WHAT TO DO: Reproduce the data below verbatim, preserving every line and character.

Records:

__________

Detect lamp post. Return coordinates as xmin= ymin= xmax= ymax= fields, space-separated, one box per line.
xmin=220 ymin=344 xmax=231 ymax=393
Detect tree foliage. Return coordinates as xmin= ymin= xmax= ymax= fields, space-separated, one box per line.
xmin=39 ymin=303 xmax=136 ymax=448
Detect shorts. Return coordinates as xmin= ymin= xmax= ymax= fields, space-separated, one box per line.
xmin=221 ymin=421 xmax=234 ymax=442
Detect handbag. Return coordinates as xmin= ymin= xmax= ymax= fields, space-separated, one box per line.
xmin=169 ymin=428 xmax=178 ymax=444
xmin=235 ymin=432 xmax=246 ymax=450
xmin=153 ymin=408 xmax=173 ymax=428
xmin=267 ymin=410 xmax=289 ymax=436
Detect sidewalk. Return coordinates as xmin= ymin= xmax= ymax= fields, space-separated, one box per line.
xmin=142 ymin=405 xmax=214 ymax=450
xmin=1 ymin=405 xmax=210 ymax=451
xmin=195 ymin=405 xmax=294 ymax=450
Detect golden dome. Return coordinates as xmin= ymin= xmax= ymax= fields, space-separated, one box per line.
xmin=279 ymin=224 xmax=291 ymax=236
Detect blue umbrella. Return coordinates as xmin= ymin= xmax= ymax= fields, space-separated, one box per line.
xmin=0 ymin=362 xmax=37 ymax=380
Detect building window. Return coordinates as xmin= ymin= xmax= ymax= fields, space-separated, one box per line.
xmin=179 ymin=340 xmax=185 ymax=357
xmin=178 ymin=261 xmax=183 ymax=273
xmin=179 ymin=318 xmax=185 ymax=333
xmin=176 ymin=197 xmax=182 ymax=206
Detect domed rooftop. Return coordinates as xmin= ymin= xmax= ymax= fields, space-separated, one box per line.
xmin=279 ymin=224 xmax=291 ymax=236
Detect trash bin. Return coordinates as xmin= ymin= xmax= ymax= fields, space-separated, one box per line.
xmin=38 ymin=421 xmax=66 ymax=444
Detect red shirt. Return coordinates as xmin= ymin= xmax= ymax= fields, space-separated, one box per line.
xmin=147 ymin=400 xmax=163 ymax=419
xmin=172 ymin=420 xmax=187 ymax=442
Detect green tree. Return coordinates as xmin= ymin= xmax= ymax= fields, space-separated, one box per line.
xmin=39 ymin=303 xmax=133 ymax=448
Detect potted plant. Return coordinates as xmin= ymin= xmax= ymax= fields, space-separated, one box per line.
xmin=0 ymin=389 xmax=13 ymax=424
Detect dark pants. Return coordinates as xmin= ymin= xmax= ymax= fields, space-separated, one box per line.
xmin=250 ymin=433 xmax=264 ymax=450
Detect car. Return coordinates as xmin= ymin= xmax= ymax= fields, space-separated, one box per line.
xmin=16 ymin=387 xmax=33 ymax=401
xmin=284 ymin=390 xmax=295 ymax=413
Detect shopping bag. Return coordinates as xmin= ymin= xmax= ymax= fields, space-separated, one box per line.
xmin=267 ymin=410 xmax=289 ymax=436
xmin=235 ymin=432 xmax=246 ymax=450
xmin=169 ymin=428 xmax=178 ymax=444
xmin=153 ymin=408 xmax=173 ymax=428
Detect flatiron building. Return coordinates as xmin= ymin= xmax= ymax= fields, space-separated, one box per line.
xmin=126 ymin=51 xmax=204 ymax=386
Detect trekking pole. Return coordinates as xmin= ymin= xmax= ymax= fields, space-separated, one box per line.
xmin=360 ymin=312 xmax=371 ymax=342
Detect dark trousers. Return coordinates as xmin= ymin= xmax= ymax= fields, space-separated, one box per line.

__________

RESPONSE TO THIS EXERCISE:
Detect lamp post. Return coordinates as xmin= ymin= xmax= ymax= fields, space-separated, one box per line.
xmin=220 ymin=344 xmax=231 ymax=393
Detect tree foliage. Return coordinates as xmin= ymin= xmax= ymax= fields, space-separated, one box per line.
xmin=39 ymin=303 xmax=136 ymax=448
Detect shorts. Return coordinates as xmin= ymin= xmax= ymax= fields, space-separated, one box per line.
xmin=221 ymin=421 xmax=234 ymax=442
Detect handbag. Return coordinates as xmin= ymin= xmax= ymax= fields, space-separated, one box per line.
xmin=169 ymin=428 xmax=178 ymax=444
xmin=235 ymin=432 xmax=246 ymax=450
xmin=153 ymin=408 xmax=173 ymax=428
xmin=267 ymin=410 xmax=289 ymax=436
Detect sidewalk. Return coordinates as xmin= ymin= xmax= ymax= fields, space-separated, one box per line.
xmin=142 ymin=405 xmax=214 ymax=450
xmin=1 ymin=405 xmax=210 ymax=451
xmin=195 ymin=405 xmax=294 ymax=450
Detect golden dome. Return coordinates as xmin= ymin= xmax= ymax= fields, space-separated, one box per line.
xmin=279 ymin=224 xmax=291 ymax=236
Detect blue umbrella. Return coordinates as xmin= ymin= xmax= ymax= fields, space-separated, one box per line.
xmin=0 ymin=362 xmax=37 ymax=380
Detect building window. Return coordinates as xmin= ymin= xmax= ymax= fields, space-separated, one box per line.
xmin=179 ymin=340 xmax=185 ymax=357
xmin=178 ymin=261 xmax=183 ymax=273
xmin=179 ymin=318 xmax=185 ymax=333
xmin=176 ymin=197 xmax=182 ymax=206
Detect domed rooftop. Return coordinates as xmin= ymin= xmax= ymax= fields, space-separated, one box per line.
xmin=279 ymin=224 xmax=291 ymax=236
Detect trash bin. Return coordinates as xmin= ymin= xmax= ymax= fields, space-separated, one box per line.
xmin=38 ymin=421 xmax=66 ymax=444
Detect red shirt. Return coordinates as xmin= ymin= xmax= ymax= fields, space-separated, one box per line.
xmin=147 ymin=400 xmax=163 ymax=419
xmin=172 ymin=420 xmax=187 ymax=442
Detect green tree. Return coordinates as xmin= ymin= xmax= ymax= fields, space-separated, one box per line.
xmin=39 ymin=303 xmax=133 ymax=448
Detect potted plant. Return coordinates as xmin= ymin= xmax= ymax= fields, space-separated, one box per line.
xmin=0 ymin=389 xmax=13 ymax=424
Detect dark pants. Return coordinates as xmin= ymin= xmax= ymax= fields, space-separated, one box per line.
xmin=250 ymin=433 xmax=264 ymax=450
Detect car. Return coordinates as xmin= ymin= xmax= ymax= fields, space-separated, one box per line.
xmin=16 ymin=387 xmax=33 ymax=401
xmin=284 ymin=390 xmax=295 ymax=413
Detect shopping bag. Return coordinates as xmin= ymin= xmax= ymax= fields, space-separated, one box per line.
xmin=267 ymin=410 xmax=289 ymax=436
xmin=235 ymin=432 xmax=246 ymax=450
xmin=169 ymin=428 xmax=178 ymax=444
xmin=153 ymin=408 xmax=173 ymax=428
Detect flatiron building. Return coordinates as xmin= ymin= xmax= ymax= fields, space-separated, one box per line.
xmin=126 ymin=51 xmax=204 ymax=386
Detect trekking pole. Return coordinates as xmin= ymin= xmax= ymax= fields, space-separated, one box per line.
xmin=360 ymin=312 xmax=371 ymax=342
Detect dark trousers. Return coordinates as xmin= ymin= xmax= ymax= fields, space-separated, one box per line.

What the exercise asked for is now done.